**QUOTED PASSAGE:**
§

With this in mind, we asked three of our Foolish contributors what mid-cap stock they’d suggest investors consider buying in February. Making the list were Nordstrom (NYSE:JWN) and Best Buy (NYSE:BBY) in the retail sector, as well as offshore driller Transocean (NYSE:RIG).

A mid-cap clearance sale
Sean Williams (Nordstrom): Sometimes mid-cap stocks can offer the most intriguing opportunities for value-seeking investors. One good example would be high-end retailer Nordstrom, which has fallen 16% over the past quarter and more than 8% over the trailing-12-month period.

The big issue with Nordstrom, and retailers as a whole, is that consumers simply haven’t been spending much in recent quarters. U.S. GDP growth has been subpar through the third quarter, which may have coaxed consumers to holster their spending. Credit card interest rates are also at an all-time high, which could be playing into purchasing decisions.

While these are genuine concerns for most retailers, including Nordstrom to some extent, Nordstrom has factors that allow it to stand out from the retail pack. To begin with, the retailer’s pricing tends to attract a more affluent clientele. Well-to-do individuals and families are likely to be more resistant to economic hiccups and rising credit card interest rates than the average American, meaning Nordstrom shouldn’t be as adversely impacted by downswings in the retail industry.

Nordstrom is also building quite a loyal customer base. Aside from offering a twice-yearly sale to reward its customers, Nordstrom offers a Rewards loyalty program, which has attracted more than 7 million active customers. The move to allow members to join regardless of how they choose to pay could be a critical tactic to keeping its consumers loyal. In all, Nordstrom Rewards membership grew by more than 40% on a year-over-year basis following this decision.

Given the prudent spending patterns and strong leadership exhibited by Nordstrom’s management team, as well as the fact that the company is paying out a market-topping 3.4% dividend yield, this is the mid-cap stock I’d suggest investors give strong consideration to buying this February.

Buy this retailer before earnings


Tim Green (Best Buy): Investing in retail may seem daunting after the holiday sales reports we’ve seen so far, but consumer electronics retailer Best Buy is in a unique position. Under CEO Hubert Joly, who took the helm in late 2012 when the company was in turmoil, Best Buy has slashed unnecessary costs, made its prices more competitive, and invested heavily in e-commerce.

The result has been consistent market share gains, an accelerating e-commerce business, and rising profits.

§

**TASK DATA:**
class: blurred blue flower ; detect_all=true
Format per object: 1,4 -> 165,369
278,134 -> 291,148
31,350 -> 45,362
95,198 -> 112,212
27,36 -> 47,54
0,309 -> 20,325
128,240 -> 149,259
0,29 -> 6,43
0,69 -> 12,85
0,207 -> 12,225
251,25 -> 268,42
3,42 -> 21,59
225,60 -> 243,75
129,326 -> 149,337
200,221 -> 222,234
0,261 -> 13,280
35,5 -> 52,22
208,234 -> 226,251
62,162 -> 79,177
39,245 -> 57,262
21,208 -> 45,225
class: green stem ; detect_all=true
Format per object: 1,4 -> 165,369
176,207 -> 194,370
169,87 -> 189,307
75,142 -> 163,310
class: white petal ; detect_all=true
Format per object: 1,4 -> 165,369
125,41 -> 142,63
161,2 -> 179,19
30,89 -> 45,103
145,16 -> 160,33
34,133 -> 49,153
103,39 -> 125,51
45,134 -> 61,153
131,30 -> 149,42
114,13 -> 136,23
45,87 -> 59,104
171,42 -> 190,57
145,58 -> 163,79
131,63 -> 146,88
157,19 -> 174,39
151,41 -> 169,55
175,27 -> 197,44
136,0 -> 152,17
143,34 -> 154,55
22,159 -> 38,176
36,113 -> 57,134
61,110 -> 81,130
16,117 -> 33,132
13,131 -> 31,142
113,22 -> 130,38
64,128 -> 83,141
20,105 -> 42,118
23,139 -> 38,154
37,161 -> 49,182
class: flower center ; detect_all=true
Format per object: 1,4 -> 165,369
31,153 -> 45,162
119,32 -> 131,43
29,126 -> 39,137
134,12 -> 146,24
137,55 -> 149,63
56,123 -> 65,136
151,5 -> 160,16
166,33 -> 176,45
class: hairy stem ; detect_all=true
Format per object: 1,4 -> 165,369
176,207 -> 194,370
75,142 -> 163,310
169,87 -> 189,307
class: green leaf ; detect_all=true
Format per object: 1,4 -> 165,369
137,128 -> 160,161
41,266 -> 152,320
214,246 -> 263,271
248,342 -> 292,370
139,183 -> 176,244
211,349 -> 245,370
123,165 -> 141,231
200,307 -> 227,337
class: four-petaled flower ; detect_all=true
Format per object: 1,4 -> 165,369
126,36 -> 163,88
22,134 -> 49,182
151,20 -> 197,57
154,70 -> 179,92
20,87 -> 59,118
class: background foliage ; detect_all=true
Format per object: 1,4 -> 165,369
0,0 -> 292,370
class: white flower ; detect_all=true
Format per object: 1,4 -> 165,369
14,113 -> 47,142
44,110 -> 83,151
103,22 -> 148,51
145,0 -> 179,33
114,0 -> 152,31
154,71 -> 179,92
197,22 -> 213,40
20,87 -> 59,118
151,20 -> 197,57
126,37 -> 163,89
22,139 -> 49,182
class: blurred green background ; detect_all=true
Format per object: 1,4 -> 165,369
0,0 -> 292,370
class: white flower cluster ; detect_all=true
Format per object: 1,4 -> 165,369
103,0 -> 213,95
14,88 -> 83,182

§

**WHAT TO DO:**
1. In the mid-cap stock article, how many active customers has Nordstrom's Rewards loyalty program attracted?
2. Rewrite the listing, beginning with the line containing "class: background foliage ; detect_all=true" and continuing through the listing's last line, with both ends included. Keep every request and format sample as it is, but multiply each coordinate in the answers by 2.55 and round it to a whole number, with halves rounded up.

**RESPONSES TO THE TASKS:**
1. More than 7 million.

2.
class: background foliage ; detect_all=true
Format per object: 1,4 -> 165,369
0,0 -> 745,944
class: white flower ; detect_all=true
Format per object: 1,4 -> 165,369
36,288 -> 120,362
112,281 -> 212,385
263,56 -> 377,130
370,0 -> 456,84
291,0 -> 388,79
393,181 -> 456,235
502,56 -> 543,102
51,222 -> 150,301
385,51 -> 502,145
321,94 -> 416,227
56,354 -> 125,464
class: blurred green background ; detect_all=true
Format per object: 1,4 -> 165,369
0,0 -> 745,944
class: white flower cluster ; detect_all=true
Format per object: 1,4 -> 165,369
263,0 -> 543,242
36,224 -> 212,464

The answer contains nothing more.